Required work: Write out word for word the lines in the entries below, starting at the line that contains "wearing white shirt." and ending at the line that contains "Outline every instance of the man wearing white", both included.

Dataset excerpts:
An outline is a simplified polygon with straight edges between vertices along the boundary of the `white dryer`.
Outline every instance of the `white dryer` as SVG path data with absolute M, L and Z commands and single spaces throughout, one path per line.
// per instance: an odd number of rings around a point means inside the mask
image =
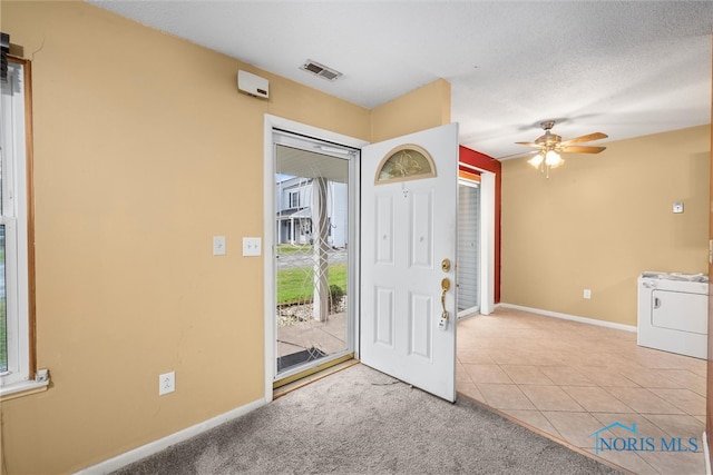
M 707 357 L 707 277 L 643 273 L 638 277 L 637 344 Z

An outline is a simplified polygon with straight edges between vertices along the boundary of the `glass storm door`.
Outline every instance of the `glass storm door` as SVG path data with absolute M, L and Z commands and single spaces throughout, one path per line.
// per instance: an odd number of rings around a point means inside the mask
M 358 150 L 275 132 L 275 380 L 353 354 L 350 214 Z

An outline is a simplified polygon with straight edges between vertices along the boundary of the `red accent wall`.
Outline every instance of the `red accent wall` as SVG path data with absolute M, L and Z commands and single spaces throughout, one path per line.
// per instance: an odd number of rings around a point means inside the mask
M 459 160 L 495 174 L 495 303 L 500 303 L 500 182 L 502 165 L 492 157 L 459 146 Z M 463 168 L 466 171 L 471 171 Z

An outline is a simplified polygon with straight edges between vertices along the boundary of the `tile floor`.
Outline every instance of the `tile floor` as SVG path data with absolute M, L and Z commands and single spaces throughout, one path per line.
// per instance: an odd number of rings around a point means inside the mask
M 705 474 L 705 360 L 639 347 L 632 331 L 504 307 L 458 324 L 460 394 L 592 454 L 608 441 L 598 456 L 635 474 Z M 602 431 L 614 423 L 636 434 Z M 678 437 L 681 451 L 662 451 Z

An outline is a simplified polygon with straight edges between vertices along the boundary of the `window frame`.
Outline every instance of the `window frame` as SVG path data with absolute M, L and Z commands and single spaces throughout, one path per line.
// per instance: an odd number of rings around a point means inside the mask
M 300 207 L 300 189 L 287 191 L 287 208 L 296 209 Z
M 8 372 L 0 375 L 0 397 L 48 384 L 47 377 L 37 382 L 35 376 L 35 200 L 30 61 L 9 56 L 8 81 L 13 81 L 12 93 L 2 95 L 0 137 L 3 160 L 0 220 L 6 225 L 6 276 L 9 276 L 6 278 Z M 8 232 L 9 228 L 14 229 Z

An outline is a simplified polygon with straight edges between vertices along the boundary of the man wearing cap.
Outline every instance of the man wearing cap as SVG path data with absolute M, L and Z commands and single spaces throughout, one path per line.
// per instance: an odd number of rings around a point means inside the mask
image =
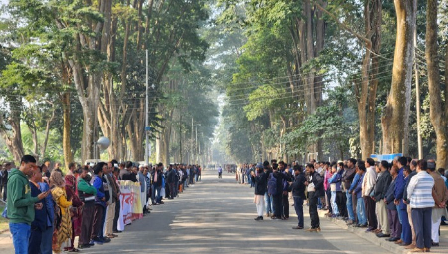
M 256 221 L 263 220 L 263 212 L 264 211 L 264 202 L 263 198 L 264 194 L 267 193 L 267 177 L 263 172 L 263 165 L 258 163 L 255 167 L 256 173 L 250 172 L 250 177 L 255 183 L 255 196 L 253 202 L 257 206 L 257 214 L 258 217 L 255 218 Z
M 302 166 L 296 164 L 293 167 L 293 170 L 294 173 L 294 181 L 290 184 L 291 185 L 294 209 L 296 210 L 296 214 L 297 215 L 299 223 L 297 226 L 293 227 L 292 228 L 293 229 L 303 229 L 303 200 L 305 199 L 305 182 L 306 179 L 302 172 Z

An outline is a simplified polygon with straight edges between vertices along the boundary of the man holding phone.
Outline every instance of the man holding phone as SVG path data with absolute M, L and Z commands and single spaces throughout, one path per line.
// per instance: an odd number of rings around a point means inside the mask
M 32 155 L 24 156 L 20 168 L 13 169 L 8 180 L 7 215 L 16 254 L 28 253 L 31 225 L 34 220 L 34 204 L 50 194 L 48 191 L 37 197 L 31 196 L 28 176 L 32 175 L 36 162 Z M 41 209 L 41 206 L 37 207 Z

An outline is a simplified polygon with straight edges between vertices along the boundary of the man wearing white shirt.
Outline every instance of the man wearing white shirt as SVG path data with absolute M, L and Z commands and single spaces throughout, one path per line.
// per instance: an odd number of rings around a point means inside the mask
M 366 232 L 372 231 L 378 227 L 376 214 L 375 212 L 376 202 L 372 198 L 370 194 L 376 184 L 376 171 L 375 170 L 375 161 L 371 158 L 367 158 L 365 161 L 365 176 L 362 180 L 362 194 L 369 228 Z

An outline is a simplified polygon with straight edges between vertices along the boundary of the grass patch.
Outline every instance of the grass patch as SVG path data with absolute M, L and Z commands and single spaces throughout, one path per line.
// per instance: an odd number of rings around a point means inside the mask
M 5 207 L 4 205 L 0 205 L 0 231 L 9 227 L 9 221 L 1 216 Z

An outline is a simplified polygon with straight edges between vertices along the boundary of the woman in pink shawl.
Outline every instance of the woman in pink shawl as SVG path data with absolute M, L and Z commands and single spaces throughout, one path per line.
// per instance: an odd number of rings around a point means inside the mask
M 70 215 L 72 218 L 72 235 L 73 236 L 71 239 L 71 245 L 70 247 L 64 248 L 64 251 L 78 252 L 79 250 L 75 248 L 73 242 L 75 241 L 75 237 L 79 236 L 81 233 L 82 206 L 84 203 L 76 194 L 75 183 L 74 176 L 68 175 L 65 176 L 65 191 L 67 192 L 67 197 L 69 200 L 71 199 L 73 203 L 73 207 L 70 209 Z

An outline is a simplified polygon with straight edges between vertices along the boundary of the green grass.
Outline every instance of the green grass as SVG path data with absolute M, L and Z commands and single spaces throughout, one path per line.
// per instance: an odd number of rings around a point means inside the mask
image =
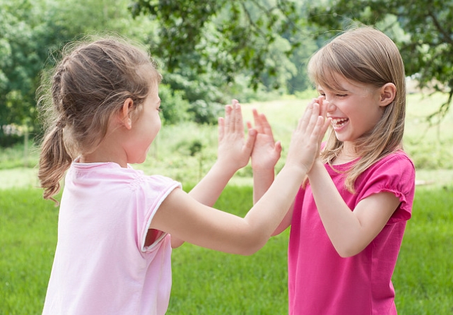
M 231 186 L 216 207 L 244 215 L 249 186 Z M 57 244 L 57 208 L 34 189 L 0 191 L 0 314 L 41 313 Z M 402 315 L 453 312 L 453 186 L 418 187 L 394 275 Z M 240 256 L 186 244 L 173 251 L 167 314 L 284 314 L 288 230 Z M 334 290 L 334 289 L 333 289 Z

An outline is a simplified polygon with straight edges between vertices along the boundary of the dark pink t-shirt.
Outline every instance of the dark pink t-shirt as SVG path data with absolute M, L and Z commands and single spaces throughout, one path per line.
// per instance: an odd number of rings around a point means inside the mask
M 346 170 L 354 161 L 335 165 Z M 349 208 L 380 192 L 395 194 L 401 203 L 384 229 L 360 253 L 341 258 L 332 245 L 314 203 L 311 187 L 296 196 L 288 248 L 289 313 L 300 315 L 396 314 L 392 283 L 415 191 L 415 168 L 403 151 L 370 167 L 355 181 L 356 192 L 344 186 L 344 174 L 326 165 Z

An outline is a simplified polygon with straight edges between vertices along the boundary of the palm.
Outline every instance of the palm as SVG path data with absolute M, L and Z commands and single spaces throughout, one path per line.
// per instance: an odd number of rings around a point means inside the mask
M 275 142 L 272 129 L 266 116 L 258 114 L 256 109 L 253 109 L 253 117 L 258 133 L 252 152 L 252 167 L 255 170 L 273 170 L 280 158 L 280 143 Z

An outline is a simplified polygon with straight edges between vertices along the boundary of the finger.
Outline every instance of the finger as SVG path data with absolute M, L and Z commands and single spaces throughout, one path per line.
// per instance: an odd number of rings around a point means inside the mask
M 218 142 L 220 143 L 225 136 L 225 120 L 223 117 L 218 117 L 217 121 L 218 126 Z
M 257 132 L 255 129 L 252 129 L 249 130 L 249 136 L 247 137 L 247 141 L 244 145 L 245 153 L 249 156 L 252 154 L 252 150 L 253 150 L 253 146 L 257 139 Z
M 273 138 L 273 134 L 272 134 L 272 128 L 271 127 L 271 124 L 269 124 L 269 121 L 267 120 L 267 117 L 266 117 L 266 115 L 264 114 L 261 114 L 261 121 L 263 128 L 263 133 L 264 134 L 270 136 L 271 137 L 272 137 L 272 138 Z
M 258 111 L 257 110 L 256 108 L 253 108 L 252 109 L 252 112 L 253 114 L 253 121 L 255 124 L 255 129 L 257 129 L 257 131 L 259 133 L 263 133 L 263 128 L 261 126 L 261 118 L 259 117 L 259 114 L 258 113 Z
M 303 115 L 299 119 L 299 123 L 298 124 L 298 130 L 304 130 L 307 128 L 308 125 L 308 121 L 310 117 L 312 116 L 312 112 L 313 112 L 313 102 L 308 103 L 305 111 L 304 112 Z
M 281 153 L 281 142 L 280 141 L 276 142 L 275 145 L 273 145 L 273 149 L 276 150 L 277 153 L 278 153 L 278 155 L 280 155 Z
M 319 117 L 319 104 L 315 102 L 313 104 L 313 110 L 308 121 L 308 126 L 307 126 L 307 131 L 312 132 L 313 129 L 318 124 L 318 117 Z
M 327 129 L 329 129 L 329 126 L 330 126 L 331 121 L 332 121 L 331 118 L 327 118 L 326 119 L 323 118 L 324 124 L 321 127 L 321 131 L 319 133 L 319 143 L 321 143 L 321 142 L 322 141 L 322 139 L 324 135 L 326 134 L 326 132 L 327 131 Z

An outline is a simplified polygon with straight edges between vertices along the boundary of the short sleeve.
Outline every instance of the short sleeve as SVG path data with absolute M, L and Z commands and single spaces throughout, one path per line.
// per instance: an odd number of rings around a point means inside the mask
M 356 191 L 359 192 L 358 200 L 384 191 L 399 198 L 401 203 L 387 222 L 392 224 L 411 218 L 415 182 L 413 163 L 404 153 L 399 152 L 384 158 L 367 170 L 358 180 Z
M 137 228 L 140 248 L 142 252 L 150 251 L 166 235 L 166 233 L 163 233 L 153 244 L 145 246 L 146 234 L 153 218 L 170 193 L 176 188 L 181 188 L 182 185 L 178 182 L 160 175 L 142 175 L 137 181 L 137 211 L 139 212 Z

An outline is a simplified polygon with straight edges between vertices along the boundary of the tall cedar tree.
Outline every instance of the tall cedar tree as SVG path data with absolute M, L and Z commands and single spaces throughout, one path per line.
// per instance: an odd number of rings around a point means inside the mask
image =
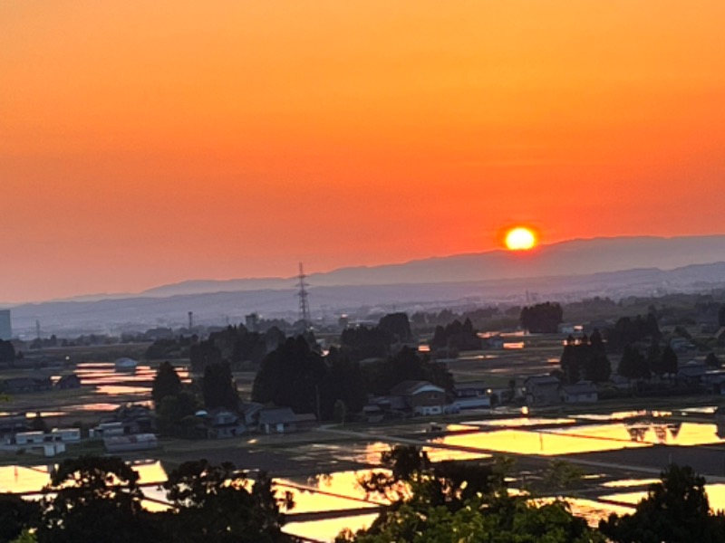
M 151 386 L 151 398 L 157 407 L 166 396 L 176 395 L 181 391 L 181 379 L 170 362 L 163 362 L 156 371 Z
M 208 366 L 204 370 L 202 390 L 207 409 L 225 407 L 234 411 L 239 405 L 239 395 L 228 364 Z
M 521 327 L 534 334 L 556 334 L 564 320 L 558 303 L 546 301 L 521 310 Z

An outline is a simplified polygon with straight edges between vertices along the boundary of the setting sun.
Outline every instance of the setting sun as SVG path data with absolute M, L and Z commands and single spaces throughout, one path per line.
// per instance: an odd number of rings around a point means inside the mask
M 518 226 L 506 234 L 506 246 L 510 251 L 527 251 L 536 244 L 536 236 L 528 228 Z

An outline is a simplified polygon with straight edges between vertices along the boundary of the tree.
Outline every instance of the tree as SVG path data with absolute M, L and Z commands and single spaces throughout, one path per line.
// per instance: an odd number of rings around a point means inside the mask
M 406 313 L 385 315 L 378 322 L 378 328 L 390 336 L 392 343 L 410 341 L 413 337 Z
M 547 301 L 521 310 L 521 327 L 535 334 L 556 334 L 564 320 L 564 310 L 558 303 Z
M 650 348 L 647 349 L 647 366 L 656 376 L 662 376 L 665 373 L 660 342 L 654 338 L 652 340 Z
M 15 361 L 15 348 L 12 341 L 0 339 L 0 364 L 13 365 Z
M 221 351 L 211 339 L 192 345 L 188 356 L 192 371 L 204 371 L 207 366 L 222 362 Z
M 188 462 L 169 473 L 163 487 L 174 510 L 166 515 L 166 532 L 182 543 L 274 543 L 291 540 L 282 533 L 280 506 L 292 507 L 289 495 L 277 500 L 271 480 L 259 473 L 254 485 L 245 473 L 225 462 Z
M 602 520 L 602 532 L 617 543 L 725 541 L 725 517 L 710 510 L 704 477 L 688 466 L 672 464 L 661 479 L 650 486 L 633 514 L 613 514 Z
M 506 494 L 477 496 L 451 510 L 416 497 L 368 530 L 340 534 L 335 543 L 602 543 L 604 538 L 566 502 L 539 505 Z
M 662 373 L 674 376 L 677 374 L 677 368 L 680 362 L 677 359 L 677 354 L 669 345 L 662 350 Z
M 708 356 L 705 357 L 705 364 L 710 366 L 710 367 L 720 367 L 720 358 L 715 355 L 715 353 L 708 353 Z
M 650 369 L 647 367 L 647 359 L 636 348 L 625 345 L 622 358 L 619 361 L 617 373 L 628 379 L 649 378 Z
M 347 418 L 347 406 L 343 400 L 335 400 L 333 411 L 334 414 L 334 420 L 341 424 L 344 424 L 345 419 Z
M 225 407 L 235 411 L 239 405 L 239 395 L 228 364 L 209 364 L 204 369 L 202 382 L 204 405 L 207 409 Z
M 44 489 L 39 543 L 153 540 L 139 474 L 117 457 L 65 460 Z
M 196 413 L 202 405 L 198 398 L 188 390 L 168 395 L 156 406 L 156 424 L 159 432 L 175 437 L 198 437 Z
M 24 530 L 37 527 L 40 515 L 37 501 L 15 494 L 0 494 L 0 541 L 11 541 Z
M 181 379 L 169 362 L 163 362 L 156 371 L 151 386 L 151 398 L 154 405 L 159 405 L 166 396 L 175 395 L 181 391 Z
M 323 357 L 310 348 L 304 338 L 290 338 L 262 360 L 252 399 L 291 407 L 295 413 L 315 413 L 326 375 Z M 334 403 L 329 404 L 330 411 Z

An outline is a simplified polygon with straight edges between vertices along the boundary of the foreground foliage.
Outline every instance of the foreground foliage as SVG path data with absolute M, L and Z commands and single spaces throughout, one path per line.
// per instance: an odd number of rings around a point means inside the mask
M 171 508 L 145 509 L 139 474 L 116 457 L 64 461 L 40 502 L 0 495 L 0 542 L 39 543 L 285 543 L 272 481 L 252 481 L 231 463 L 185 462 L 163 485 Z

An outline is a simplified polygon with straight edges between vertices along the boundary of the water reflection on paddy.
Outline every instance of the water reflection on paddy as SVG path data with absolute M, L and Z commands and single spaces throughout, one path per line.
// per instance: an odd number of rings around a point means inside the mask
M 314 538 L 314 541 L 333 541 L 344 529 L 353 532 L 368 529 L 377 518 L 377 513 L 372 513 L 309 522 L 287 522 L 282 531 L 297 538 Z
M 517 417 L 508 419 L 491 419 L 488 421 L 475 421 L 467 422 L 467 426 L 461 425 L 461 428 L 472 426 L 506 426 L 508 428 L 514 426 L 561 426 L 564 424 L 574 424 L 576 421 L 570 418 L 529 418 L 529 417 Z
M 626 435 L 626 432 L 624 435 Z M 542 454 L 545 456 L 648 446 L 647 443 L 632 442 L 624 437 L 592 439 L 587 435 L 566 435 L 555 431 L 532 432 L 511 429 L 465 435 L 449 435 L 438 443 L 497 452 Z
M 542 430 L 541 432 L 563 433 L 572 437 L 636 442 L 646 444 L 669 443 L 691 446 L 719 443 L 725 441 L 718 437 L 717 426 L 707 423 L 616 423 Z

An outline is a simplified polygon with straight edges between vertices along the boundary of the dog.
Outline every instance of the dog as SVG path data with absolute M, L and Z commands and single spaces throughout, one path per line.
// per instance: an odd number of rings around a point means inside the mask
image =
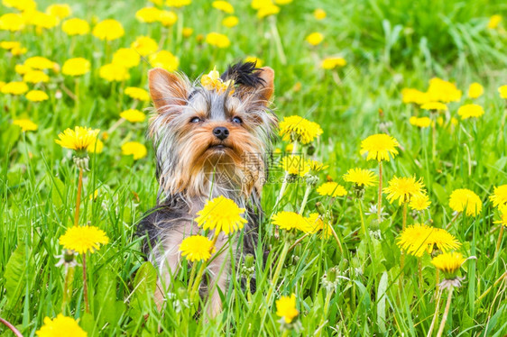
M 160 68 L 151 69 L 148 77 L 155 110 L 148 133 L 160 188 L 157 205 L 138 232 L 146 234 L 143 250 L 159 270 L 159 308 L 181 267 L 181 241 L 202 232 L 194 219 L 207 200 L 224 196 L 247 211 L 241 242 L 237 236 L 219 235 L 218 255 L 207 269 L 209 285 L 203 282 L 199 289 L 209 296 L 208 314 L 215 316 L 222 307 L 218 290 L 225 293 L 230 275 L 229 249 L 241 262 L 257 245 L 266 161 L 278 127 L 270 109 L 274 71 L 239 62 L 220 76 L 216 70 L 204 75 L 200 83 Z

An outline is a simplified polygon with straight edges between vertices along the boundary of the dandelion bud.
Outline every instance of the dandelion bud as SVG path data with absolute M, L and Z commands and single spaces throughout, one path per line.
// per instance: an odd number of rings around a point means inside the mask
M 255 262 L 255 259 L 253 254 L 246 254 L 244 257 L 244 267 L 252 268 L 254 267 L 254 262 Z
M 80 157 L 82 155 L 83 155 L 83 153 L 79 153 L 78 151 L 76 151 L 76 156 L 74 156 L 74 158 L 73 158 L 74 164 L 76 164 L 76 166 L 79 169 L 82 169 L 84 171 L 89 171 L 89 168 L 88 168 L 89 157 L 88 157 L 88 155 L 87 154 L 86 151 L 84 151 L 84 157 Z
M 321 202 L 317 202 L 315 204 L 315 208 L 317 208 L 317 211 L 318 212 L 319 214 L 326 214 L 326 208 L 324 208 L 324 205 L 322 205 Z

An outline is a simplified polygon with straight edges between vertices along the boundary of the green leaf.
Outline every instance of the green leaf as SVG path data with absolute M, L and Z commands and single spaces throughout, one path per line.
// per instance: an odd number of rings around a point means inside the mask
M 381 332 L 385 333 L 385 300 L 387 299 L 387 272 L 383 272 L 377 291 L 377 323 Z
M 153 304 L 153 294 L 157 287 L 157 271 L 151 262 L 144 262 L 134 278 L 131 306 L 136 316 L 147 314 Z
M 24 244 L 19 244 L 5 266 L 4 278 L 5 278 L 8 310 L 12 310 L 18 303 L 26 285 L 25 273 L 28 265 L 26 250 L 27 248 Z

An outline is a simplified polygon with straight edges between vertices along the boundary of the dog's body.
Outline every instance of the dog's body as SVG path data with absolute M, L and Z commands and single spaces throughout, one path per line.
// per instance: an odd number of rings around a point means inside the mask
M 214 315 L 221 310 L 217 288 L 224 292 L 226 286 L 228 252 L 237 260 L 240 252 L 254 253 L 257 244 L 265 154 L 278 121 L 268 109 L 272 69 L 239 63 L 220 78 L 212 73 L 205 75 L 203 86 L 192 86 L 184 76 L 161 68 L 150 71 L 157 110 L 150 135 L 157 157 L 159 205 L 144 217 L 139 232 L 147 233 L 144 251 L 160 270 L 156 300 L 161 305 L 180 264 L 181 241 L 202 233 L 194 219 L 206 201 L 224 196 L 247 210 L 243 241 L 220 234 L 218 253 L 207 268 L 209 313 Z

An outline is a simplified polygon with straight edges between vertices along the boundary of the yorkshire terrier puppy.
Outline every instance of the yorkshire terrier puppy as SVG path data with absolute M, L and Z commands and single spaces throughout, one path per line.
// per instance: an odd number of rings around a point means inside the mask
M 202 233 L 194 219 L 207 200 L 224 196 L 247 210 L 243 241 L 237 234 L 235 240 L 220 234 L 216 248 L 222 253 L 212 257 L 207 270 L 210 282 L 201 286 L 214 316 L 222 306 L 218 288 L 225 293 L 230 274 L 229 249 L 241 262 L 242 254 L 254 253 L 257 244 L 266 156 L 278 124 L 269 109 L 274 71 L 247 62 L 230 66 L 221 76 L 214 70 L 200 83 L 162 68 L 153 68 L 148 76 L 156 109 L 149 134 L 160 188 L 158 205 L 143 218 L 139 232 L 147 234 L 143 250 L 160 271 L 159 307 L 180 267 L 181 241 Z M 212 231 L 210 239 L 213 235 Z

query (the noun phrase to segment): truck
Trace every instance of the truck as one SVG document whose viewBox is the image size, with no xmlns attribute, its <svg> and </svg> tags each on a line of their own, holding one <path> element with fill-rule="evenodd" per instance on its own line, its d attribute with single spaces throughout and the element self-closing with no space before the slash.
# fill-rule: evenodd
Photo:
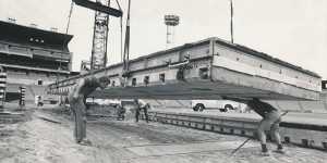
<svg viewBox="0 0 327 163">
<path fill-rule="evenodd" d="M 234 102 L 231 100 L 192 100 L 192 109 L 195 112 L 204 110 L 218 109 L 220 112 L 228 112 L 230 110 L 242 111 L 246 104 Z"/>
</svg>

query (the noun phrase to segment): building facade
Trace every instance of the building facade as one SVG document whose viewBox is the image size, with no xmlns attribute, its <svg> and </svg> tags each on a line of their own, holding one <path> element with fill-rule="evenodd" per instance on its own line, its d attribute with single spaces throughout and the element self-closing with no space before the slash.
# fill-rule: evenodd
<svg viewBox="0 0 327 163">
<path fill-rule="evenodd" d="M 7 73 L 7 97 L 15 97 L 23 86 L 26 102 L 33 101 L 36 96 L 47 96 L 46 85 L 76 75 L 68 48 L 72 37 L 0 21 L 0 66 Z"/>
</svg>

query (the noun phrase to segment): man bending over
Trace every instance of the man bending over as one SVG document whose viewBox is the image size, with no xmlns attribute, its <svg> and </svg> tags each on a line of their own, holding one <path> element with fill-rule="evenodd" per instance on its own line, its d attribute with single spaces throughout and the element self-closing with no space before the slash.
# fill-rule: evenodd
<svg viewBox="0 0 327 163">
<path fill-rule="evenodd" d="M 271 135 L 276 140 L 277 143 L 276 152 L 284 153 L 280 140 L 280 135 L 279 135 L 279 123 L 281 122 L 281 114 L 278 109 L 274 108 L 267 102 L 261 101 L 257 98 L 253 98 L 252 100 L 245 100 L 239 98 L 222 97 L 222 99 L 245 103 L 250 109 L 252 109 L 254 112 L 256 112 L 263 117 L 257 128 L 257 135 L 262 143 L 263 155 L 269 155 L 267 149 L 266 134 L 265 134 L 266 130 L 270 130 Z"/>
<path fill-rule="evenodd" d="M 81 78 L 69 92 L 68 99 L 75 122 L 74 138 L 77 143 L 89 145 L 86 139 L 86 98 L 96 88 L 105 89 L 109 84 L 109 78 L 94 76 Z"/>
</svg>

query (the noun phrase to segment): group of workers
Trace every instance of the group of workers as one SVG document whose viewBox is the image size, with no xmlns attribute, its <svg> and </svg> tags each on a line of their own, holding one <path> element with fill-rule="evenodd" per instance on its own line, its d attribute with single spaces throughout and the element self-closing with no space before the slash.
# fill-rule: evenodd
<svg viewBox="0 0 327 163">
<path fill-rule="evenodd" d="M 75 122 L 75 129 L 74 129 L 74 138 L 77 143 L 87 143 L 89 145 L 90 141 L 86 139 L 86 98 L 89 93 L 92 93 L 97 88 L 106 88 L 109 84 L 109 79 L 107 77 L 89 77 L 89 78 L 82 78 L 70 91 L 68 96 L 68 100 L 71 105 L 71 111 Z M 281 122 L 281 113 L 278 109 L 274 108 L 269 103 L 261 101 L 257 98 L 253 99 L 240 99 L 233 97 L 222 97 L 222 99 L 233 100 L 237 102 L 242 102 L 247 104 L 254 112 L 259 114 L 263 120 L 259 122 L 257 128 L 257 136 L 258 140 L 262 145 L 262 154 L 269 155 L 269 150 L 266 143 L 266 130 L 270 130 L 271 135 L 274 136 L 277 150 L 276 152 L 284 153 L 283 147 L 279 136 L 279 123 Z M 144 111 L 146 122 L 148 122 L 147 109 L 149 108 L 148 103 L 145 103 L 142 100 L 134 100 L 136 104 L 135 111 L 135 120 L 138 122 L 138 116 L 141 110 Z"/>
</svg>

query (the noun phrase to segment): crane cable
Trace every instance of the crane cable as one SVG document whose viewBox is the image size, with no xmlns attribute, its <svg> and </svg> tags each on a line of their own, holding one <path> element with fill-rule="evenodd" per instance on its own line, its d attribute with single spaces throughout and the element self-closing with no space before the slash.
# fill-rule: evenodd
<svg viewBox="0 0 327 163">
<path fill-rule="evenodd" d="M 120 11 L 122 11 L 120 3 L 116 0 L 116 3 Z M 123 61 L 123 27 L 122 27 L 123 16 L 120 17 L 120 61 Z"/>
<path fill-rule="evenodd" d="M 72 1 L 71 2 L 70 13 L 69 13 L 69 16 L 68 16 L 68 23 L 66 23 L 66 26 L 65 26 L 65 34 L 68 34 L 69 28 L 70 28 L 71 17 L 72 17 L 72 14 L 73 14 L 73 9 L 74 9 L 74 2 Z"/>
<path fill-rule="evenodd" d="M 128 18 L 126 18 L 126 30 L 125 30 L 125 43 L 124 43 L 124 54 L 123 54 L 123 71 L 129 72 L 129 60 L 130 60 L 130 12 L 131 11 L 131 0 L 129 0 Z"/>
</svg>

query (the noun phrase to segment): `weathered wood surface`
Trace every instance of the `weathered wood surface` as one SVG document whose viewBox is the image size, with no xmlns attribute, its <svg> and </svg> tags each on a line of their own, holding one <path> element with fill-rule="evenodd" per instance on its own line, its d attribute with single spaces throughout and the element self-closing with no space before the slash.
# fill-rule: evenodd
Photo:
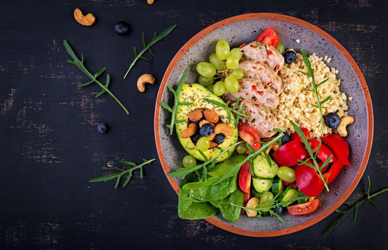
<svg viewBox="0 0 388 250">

Task result:
An outline is a simplified polygon with straight edges between vertices along the boundary of the man wearing white shirt.
Outline every instance of the man wearing white shirt as SVG path data with absolute M, L and Z commands and single spaces throughout, one path per line.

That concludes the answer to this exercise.